═════ Information shown ═════

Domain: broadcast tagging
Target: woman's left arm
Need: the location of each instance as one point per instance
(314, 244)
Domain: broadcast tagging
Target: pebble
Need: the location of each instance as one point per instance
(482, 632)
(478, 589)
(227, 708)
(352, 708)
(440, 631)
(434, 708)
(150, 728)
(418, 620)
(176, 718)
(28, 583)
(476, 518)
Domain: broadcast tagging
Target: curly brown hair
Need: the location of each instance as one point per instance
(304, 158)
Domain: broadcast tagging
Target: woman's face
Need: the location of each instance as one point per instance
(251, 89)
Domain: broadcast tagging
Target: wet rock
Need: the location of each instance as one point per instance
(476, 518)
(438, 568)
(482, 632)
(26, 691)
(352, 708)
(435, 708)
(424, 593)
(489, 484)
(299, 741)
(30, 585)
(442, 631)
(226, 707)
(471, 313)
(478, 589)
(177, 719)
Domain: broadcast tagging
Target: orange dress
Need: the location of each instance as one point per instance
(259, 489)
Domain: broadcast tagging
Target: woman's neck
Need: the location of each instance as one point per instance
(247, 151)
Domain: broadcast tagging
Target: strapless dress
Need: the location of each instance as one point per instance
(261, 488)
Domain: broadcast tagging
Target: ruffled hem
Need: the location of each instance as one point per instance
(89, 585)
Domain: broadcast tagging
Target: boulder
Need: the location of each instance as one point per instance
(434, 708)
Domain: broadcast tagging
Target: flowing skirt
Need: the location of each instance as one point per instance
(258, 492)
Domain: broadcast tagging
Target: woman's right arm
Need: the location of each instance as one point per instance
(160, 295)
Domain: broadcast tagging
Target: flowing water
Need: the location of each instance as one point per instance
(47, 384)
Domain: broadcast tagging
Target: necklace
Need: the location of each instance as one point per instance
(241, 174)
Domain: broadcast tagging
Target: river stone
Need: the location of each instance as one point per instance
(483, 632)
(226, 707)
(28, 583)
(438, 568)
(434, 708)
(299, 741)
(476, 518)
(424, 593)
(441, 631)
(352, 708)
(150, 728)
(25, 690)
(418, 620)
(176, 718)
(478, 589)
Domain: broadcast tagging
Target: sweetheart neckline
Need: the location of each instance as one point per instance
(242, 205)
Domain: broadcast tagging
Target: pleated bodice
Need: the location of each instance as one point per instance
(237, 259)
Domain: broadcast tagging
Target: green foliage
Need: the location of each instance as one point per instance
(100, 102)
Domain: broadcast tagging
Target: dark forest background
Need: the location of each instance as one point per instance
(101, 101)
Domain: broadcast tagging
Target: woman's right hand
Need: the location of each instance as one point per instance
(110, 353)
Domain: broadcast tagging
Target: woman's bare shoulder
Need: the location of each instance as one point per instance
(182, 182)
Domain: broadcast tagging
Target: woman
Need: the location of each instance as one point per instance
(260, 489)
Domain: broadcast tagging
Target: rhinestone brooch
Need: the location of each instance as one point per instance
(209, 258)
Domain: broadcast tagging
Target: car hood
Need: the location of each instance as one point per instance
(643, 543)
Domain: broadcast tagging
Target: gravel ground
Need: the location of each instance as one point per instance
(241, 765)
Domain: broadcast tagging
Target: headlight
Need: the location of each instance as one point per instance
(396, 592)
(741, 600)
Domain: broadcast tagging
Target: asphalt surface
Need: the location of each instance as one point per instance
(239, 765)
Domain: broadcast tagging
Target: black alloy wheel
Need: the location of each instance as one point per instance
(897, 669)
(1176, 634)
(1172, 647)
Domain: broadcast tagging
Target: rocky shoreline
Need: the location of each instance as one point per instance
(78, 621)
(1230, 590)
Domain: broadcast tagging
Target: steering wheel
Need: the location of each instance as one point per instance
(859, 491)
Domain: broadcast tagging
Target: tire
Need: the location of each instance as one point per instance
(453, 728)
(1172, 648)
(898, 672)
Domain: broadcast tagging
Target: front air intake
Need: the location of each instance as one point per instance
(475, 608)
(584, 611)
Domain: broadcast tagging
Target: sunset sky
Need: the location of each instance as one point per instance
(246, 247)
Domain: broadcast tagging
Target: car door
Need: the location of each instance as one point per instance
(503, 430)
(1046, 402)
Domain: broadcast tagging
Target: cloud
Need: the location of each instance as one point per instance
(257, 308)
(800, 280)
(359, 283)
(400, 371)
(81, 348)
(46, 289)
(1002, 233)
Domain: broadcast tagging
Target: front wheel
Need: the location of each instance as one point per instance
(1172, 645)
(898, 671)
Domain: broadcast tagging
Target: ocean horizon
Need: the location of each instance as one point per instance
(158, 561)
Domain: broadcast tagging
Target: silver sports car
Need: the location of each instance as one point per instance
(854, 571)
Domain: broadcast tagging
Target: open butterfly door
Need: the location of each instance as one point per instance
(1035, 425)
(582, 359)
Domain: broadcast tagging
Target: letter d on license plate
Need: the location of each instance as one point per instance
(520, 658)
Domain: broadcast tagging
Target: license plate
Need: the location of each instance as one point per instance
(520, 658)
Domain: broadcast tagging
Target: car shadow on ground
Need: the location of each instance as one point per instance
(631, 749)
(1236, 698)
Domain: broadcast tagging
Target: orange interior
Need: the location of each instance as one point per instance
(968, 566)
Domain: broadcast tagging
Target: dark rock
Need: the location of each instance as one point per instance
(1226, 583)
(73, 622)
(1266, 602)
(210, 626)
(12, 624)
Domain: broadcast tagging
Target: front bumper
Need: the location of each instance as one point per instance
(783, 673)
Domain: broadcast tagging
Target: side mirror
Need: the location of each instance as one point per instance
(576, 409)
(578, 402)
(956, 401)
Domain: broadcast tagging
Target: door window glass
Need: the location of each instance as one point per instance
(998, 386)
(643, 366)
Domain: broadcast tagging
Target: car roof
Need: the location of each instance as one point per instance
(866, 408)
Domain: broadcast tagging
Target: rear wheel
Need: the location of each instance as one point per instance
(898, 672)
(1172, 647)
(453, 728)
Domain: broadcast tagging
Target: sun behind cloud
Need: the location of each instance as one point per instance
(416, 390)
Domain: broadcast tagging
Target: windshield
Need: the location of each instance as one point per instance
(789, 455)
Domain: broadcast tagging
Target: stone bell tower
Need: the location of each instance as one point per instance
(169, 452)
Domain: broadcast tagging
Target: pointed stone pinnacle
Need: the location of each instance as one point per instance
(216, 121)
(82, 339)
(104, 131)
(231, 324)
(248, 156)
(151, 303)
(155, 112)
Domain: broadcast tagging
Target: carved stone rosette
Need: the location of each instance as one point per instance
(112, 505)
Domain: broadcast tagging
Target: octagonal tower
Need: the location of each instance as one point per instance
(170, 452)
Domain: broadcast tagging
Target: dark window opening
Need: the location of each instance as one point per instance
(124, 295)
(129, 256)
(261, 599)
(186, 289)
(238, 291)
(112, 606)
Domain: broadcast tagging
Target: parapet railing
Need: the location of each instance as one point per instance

═════

▸ Task prompt: Pull out every line of the items above that contains the word "cloud", and list them.

▸ Final answer:
Target: cloud
Target: sun behind cloud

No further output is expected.